--- Job 1 ---
List the regions that the passage on glaciers and snowpack names as relying on seasonal meltwater from high altitude glacier systems.
--- Job 2 ---
In the entries, turn the lines from the one holding "Dataset class: red brick building" through the last line, both included, into a JSON list of strings, one string per line and no blank lines.

--- Selected passage ---
>>
Mid-Latitude Glaciers

Glaciers in western North America, the Alps, Iceland, Scandinavia, Svalbard and New Zealand similarly are unlikely to survive at 2°C of warming. However, modeling taken out to 2300 shows that 1.5°C pathways preserve at least some remnant of ice (between 10–30%) of these mid-latitude glacier systems.

 

High Altitude or

High-Latitude Glaciers

In regions at higher latitude or altitude (the High Mountain Asia and high Arctic glaciers) about 50–60% of glacier ice will survive even 2°C degrees of warming, with losses potentially higher in the Hindu Kush Himalayas.

 

However, a 1.5°C goal preserves far greater amounts; especially for key regions of India, Pakistan, northwestern China and Nepal that rely on seasonal meltwater from these high altitude glacier systems.

Mountains in Fog
 
Ski Lift

Snowfall

Snowpack, an even greater source of seasonal water supplies than the glaciers, now appears to be following a similar path of loss as mountain glaciers: with more swings and extremes of high snowfall and snow drought, but overall loss as temperatures rise above freezing at higher altitudes. This means that precipitation that would have fallen as snow in past decades, increasingly comes down as rain.

 

At lower elevations and latitudes, snow will fall less often or not at all; and seasonal snowpack will not form, resulting in loss of stored water in the snow itself and underground aquifers.

 

Mountain snow sustains water supplies for people far beyond mountain regions, travelling great distances across grasslands and deserts to densely populated coastal regions. People in cities such as Los Angeles, Marrakech and in the Ebro-Duero basin of northern Spain and Portugal are especially dependent on the water from snow.
<<
--- Material to process ---
>>
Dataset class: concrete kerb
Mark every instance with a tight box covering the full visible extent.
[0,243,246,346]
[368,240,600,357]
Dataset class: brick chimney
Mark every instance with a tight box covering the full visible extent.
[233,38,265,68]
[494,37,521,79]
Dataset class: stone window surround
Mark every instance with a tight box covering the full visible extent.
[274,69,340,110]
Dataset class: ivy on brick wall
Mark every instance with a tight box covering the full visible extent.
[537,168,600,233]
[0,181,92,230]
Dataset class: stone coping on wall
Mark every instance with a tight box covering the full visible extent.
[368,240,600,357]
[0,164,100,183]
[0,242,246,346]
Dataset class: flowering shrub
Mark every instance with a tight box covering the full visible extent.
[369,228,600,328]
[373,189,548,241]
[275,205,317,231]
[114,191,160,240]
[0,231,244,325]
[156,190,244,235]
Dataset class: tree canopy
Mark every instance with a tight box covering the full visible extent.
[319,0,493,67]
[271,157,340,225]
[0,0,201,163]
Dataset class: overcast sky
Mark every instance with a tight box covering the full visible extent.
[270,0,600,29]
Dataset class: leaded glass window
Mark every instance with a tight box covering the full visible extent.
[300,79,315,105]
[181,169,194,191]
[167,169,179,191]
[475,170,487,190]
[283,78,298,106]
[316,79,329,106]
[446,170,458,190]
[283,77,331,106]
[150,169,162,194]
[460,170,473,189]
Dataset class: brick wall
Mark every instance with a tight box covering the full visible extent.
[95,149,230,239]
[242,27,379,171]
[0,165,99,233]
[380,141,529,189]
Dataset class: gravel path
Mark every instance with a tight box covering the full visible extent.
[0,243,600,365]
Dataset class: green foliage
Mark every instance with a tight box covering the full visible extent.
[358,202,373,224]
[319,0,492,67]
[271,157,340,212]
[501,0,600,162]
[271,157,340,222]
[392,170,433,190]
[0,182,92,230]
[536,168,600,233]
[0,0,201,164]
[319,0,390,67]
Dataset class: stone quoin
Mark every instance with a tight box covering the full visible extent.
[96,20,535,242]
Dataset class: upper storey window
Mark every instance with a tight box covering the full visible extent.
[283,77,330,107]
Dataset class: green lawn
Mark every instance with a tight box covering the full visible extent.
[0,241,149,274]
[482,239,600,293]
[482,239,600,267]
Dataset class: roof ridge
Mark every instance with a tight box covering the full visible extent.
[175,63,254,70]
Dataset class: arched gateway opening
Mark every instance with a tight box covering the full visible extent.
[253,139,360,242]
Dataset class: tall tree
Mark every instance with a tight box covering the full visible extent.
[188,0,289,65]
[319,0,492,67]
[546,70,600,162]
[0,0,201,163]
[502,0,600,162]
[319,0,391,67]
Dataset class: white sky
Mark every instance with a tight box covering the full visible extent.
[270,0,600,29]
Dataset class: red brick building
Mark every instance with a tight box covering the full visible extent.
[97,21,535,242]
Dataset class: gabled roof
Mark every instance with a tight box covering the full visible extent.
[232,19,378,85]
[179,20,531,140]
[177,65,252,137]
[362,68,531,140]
<<
--- Worked solution 1 ---
India, Pakistan, northwestern China, Nepal

--- Worked solution 2 ---
[
  "Dataset class: red brick building",
  "Mark every instance with a tight box covering the full visible extent.",
  "[97,21,535,242]",
  "Dataset class: gabled roof",
  "Mark every instance with a tight box covering the full visible extent.",
  "[232,19,378,85]",
  "[179,20,531,140]",
  "[177,65,252,137]",
  "[362,68,531,140]"
]